Exercise material:
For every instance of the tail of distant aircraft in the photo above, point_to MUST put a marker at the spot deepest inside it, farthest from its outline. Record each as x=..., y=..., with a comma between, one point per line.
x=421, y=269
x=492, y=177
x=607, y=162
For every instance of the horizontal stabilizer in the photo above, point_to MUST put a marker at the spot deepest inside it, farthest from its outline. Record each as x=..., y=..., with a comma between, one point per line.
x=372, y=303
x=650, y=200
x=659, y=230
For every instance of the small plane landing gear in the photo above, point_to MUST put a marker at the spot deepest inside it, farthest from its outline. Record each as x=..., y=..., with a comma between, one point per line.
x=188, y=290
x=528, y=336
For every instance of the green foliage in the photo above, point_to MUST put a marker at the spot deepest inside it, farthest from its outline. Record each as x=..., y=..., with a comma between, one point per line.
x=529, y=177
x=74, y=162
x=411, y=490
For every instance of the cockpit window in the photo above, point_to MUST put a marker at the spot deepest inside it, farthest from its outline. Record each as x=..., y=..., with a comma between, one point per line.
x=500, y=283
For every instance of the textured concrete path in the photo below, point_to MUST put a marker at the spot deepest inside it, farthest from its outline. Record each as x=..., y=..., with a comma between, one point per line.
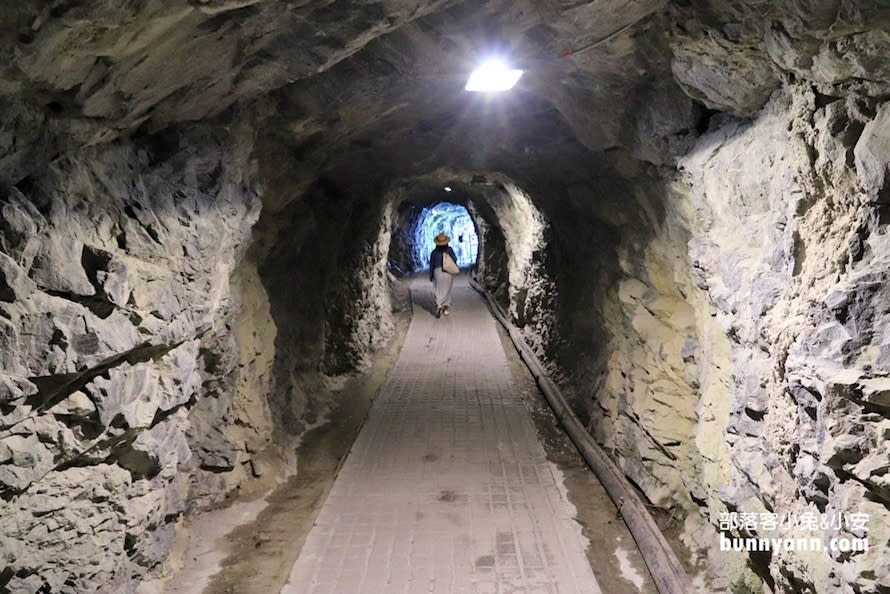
x=447, y=488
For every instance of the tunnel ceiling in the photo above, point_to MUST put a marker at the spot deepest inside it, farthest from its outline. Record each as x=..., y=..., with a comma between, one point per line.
x=344, y=84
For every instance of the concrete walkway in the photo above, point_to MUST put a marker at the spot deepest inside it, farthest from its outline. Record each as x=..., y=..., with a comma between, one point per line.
x=447, y=488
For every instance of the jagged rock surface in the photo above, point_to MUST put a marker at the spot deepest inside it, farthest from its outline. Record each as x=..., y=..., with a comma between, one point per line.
x=173, y=300
x=118, y=264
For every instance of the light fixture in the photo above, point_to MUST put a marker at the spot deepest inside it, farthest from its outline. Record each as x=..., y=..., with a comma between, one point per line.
x=492, y=76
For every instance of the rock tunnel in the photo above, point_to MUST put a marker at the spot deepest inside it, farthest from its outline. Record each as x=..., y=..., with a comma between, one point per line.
x=211, y=212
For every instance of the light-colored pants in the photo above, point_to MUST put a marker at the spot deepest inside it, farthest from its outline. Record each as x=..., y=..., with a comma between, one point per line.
x=443, y=282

Aim of the task:
Your answer should consist only of the lines from the one with "For every instance of the jagged" through the end of the data above, reproduced exactly.

Completed exercise:
For every instance of the jagged rock surface in the photo above, point_to MUST put a marker at the spot deepest inside it, farthest from its outline. Record each as x=..., y=..., with a comma between, one point per line.
x=173, y=300
x=118, y=264
For every instance of the light fixture in the photo above, point_to MUST put a marker at the spot deepest inside it, farthest from its outline. Record each as x=..., y=..., with a comma between, one point per line.
x=492, y=76
For every instance of the rock tunnel in the photo above, point_to MUST put a marker at the spot deepest inside it, farthest from its outline. Record each as x=..., y=..., with a comma between, one point per line.
x=211, y=212
For every instance of the light-colored pants in the photo above, point_to MUST put a marker at the spot deepest inside it, farthest from its outline. Record each as x=..., y=..., with a comma between, one point per line.
x=443, y=282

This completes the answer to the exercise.